Task to carry out
Each entry in the listing below should be restated word for word.
Supplied entries START
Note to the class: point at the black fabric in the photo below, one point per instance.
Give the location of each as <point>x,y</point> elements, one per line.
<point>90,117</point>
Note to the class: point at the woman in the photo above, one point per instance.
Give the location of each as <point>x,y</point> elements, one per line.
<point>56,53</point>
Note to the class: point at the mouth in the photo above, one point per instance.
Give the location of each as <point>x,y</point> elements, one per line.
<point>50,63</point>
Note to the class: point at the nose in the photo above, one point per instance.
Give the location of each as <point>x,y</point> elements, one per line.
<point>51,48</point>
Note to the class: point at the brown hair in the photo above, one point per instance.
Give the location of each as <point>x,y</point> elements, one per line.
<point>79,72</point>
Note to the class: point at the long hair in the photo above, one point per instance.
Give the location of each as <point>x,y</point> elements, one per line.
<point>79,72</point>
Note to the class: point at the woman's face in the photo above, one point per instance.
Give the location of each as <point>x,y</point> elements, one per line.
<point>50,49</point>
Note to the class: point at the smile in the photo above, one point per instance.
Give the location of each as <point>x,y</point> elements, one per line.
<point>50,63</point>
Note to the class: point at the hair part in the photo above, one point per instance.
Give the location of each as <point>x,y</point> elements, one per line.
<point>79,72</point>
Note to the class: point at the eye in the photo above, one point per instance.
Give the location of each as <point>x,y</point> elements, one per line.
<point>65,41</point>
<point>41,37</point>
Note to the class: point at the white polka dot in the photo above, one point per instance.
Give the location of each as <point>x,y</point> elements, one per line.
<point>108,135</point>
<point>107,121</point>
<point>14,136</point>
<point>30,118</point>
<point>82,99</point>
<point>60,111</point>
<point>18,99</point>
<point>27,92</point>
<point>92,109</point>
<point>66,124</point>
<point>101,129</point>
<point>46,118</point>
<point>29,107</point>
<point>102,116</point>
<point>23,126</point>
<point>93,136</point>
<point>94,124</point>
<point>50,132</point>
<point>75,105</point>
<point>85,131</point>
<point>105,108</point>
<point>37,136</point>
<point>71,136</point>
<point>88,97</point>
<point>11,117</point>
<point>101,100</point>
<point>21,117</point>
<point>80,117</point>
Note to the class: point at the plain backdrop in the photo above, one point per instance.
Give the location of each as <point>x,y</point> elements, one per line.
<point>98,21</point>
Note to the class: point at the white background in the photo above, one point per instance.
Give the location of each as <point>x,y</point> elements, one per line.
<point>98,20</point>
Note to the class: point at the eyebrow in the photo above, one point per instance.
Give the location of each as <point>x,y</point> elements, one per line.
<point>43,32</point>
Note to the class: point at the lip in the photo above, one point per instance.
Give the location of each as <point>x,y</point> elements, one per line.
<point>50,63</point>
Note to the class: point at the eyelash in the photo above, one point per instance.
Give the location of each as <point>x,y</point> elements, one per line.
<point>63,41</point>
Supplied entries END
Exercise response
Note to the class: point at the black fabric in the photo below, one point per instance.
Give the location of each as <point>x,y</point> elements, one per line.
<point>90,117</point>
Note to the class: point at the woman in the photo above, one point per instance.
Give the location of each as <point>x,y</point> elements, one per line.
<point>56,53</point>
Note to the class: point at the mouth in the photo above, one point per instance.
Give the location of each as <point>x,y</point> elements, one per line.
<point>50,63</point>
Note to the class: point at the nose in the photo above, one point per instance.
Give the location of each as <point>x,y</point> elements, one per line.
<point>51,48</point>
Note to the class: point at the brown hair in the photo above, one point per instance.
Give the location of each as <point>x,y</point> elements, one per line.
<point>79,72</point>
Note to the class: point at the long hair in the photo above, one point per instance.
Give the location of each as <point>x,y</point> elements, one per line.
<point>79,72</point>
Note to the class: point at the woman's face in the photo above, one point per instance.
Give the location of each as <point>x,y</point> elements, one per line.
<point>50,49</point>
Note to the class: point at the smile in the photo above, one point per instance.
Give the location of each as <point>x,y</point> elements, one per line.
<point>50,63</point>
Note to the class: point at the hair part in the photo above, one point per instance.
Give the location of each as <point>x,y</point> elements, one per line.
<point>79,72</point>
Note to the class: point at the eye in the photo above, one point per instance.
Give the location of each as <point>x,y</point> elements, one per line.
<point>65,41</point>
<point>41,37</point>
Note to the class: point at the white polka dot in the photo above, one point per instance.
Give the location of each as <point>x,y</point> elements, one per line.
<point>108,135</point>
<point>107,121</point>
<point>14,136</point>
<point>30,118</point>
<point>82,99</point>
<point>60,111</point>
<point>18,99</point>
<point>27,92</point>
<point>92,109</point>
<point>66,124</point>
<point>101,129</point>
<point>46,118</point>
<point>29,107</point>
<point>102,116</point>
<point>23,126</point>
<point>93,136</point>
<point>94,124</point>
<point>50,132</point>
<point>75,105</point>
<point>85,131</point>
<point>105,108</point>
<point>37,136</point>
<point>71,136</point>
<point>88,97</point>
<point>11,117</point>
<point>101,100</point>
<point>21,117</point>
<point>80,117</point>
Note to the class: point at the plain backdrop in the photo above, one point per instance.
Give the location of each as <point>x,y</point> elements, one per line.
<point>98,21</point>
Note to the class: point at the white background in the photo above, one point per instance.
Give the location of each as <point>x,y</point> elements, one per line.
<point>98,20</point>
Note to the class: point at the eyebrow in the photo above, one point per instance.
Give the location of each as <point>x,y</point> elements, one per line.
<point>43,32</point>
Note to the class: point at the lip in the photo above, one point per instance.
Give the location of each as <point>x,y</point> elements, one per line.
<point>50,63</point>
Note to the class: point at the eyelash in the photo above, one point per instance.
Give the location of each as <point>x,y</point> elements, one per line.
<point>63,41</point>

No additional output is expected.